> _Gelesenes anwenden_
1. Auf welche jährlichen Einbussen für die Beherbergungsbranche kommt Hotelleriesuisse laut dem Artikel zur Frontex-Abstimmung bei einem Nein?
2. Schreiben Sie den Artikel über die Frontex-Abstimmung und die Hotellerie im gleichen Ton weiter.

=== Zu untersuchender Text ===

Abstimmung vom 15. MaiNein zu EU-Grenzwache käme die Hotellerie teuer zu stehen
Lehnt das Stimmvolk die Vorlage zu Frontex ab, müssen die Hoteliers mit jährlichen Einbussen von bis zu 188 Millionen Franken rechnen. Das zeigt ein internes Papier der Branche.
Bislang stehen im Abstimmungskampf um höhere Beiträge aus der Schweiz an die Europäische Agentur für die Grenz- und Küstenwache (Frontex) vor allem humanitäre Argumente im Vordergrund. Die Befürworter sagen, Frontex sei wichtig für die Kontrolle der Aussengrenzen und die Sicherheit im Schengen-Raum. Das liege auch im Interesse der Schweiz.
Eine Allianz von linken Organisationen, Parteien und Kirchen hingegen warnt vor dem höheren Beitrag an Frontex. Sie befürchten, dass die EU-Aussengrenzen noch stärker abgeschottet und Sonderflüge für Zwangsausschaffungen beschleunigt würden.
Doch nun schaltet sich ein bedeutender Wirtschaftszweig in die Debatte ein. Aufgeschreckt durch ein mögliches Nein an der Urne am 15. Mai, hat der angeschlagene Tourismussektor ein Ja-Komitee gegründet. Denn die Branche ist sich sicher: Lehnt das Stimmvolk die Vorlage ab, scheidet die Schweiz aus dem Schengen-Visa-Raum aus.
Visumspflicht bei Frontex-Nein
In diesem Fall bräuchten Touristinnen und Touristen aus den wichtigen Fernmärkten ausserhalb Europas neu ein separates Visum für einen Aufenthalt in der Schweiz. Gemeint sind Länder wie Indien, China und die Golfstaaten.
Unter solchen Umständen würde eine Reise in die Schweiz für viele Drittstaatsangehörige an Attraktivität verlieren, befürchten die Touristiker. «Wird der Visaprozess für Touristinnen und Touristen aus Fernmärkten verkompliziert, würden viele die Schweiz auf ihrem Europatrip auslassen», sagt etwa Philipp Niederberger, Direktor des Schweizer Tourismus-Verbands.
Die Hotellerie wollte es deshalb genau wissen. Der Verband Hotelleriesuisse hat berechnet, wie hoch die finanziellen Einbussen für die Beherbergungsbranche bei einem Frontex-Nein wären. Die Hoteliers kommen auf eine Bandbreite von knapp 114 bis 188 Millionen Franken im Jahr. Das ist einem internen Papier zu entnehmen, das der Redaktion Tamedia vorliegt.

=== Bereitgestellte Angaben ===

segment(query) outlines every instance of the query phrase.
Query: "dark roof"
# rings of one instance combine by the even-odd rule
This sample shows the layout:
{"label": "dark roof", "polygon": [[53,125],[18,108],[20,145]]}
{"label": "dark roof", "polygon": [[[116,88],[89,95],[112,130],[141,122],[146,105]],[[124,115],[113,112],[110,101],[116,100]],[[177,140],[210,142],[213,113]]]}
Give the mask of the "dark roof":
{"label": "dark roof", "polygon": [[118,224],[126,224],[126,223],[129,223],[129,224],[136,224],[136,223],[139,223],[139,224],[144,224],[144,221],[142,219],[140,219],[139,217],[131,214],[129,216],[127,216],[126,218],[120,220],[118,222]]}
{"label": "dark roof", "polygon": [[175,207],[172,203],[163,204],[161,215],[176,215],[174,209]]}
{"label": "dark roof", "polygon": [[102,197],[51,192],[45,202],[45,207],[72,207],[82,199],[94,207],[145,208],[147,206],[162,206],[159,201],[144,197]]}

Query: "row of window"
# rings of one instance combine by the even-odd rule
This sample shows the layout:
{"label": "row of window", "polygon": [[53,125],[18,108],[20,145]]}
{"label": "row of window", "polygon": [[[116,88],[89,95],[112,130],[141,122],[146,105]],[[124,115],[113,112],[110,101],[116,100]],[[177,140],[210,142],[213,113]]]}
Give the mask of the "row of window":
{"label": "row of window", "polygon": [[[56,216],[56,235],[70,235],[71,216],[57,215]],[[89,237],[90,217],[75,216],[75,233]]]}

===

> _Lösungen zur Übung_
1. Auf knapp 114 bis 188 Millionen Franken im Jahr.

2.
Der Bundesrat rechnet für den gesamten Schweizer Tourismus mit jährlichen Ausfällen von bis zu 500 Millionen Franken, basierend auf Zahlen von 2017. Hotelleriesuisse kommt aufgrund von aktuellen Schätzungen auf einen höheren Wert von 500 bis 800 Millionen Franken.
Überdurchschnittlich betroffen wären die Stadthotels, da sie einen höheren Anteil an visumspflichtigen Gästen aufweisen. In der Stadt Luzern beispielsweise ist dieser Anteil mit 50 Prozent relativ hoch. Die Umsatzausfälle für die dortige Hotellerie bei einem Nein zum Referendum beziffert Hotelleriesuisse mit einer Bandbreite von 8,6 bis 14,2 Millionen Franken im Jahr.
«Wird die Schweiz zur Visumsinsel, kämen viele Gäste, die in Europa unterwegs sind, nicht mehr zu uns», sagt Patrick Hauser, Mitinhaber des Hotels Schweizerhof in Luzern. «Das hätte einen markanten Einfluss auf unseren Umsatz.» Den Umfang der Einbussen könne er aber nicht genau abschätzen, sagt Hauser.
Eine solche Hürde käme gerade für die Stadthoteliers zu einem schlechten Zeitpunkt. Die Corona-Krise hat ihnen besonders zugesetzt. Hinzu kommen die Unsicherheiten wegen des russischen Angriffs auf die Ukraine. Ein abgelehntes Frontex-Referendum würde die sich abzeichnende Erholung von der Pandemie erschweren.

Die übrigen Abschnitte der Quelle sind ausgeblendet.